RECORDS SUPPLIED ->
┄┄┄┄┄┄┄┄┄┄┄┄┄┄┄┄┄┄┄┄
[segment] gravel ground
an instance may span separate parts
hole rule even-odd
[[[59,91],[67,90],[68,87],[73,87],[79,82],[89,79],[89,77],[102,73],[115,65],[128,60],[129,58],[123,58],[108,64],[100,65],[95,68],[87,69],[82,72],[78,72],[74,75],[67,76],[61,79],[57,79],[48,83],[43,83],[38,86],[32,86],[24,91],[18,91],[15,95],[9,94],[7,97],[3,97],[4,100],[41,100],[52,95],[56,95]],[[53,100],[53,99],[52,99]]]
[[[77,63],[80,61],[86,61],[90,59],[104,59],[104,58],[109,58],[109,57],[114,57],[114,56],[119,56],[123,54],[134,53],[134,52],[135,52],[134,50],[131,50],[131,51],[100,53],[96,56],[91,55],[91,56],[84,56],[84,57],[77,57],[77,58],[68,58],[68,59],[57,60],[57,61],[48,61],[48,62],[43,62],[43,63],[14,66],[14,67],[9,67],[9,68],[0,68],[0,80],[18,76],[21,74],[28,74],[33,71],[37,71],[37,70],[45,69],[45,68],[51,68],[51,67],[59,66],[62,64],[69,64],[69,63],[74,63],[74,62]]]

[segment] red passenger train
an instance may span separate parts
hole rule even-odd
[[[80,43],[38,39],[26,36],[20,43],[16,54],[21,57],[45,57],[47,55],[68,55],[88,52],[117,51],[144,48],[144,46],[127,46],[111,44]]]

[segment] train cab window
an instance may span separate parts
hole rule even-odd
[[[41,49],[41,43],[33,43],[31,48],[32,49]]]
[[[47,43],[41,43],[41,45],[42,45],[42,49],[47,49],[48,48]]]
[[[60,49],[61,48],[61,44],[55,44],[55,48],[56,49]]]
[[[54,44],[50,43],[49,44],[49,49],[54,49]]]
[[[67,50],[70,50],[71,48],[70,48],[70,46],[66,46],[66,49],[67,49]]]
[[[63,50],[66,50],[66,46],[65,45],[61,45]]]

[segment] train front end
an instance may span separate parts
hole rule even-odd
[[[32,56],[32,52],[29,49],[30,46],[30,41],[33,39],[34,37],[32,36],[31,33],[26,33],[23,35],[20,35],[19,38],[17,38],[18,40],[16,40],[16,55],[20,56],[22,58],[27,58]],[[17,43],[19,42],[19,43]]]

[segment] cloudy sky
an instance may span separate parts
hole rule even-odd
┄┄┄┄┄┄┄┄┄┄┄┄┄┄┄┄┄┄┄┄
WHAT IS BEING ASKED -> Return each line of the records above exactly as it reads.

TASK RESPONSE ->
[segment] gravel ground
an instance may span separate parts
hole rule even-odd
[[[59,91],[67,90],[68,87],[73,87],[79,82],[89,79],[89,77],[102,73],[115,65],[128,60],[129,58],[123,58],[108,64],[100,65],[95,68],[87,69],[82,72],[78,72],[74,75],[67,76],[61,79],[57,79],[48,83],[43,83],[38,86],[32,86],[24,91],[18,91],[15,95],[9,94],[7,97],[3,97],[4,100],[41,100],[52,95],[56,95]],[[53,100],[53,99],[52,99]]]
[[[77,63],[80,61],[86,61],[90,59],[104,59],[104,58],[109,58],[109,57],[114,57],[114,56],[119,56],[123,54],[134,53],[134,52],[135,52],[134,50],[131,50],[131,51],[100,53],[96,56],[91,55],[91,56],[84,56],[84,57],[77,57],[77,58],[68,58],[68,59],[57,60],[57,61],[48,61],[48,62],[43,62],[43,63],[14,66],[14,67],[9,67],[9,68],[0,68],[0,80],[18,76],[21,74],[28,74],[33,71],[37,71],[37,70],[45,69],[45,68],[51,68],[51,67],[59,66],[62,64],[69,64],[69,63],[74,63],[74,62]]]

[segment] red passenger train
an instance may span separate parts
hole rule even-odd
[[[80,43],[38,39],[26,36],[20,43],[16,54],[21,57],[45,57],[47,55],[68,55],[88,52],[117,51],[144,48],[144,46],[127,46],[111,44]]]

[segment] train cab window
an instance may span separate parts
hole rule even-odd
[[[41,49],[41,43],[33,43],[31,48],[32,49]]]
[[[47,43],[41,43],[41,45],[42,45],[42,49],[47,49],[48,48]]]
[[[60,49],[61,48],[61,44],[55,44],[55,48],[56,49]]]
[[[54,44],[50,43],[49,44],[49,49],[54,49]]]
[[[67,50],[70,50],[71,48],[70,48],[70,46],[66,46],[66,49],[67,49]]]
[[[63,50],[66,50],[66,46],[65,45],[61,45]]]

[segment] train front end
an instance may span separate parts
hole rule even-odd
[[[32,56],[32,52],[29,49],[30,46],[30,41],[33,39],[34,37],[32,36],[31,33],[26,33],[23,35],[20,35],[19,38],[17,38],[18,40],[16,40],[16,55],[20,56],[22,58],[27,58]],[[17,43],[19,42],[19,43]]]

[segment] cloudy sky
an instance may span separate parts
hole rule even-odd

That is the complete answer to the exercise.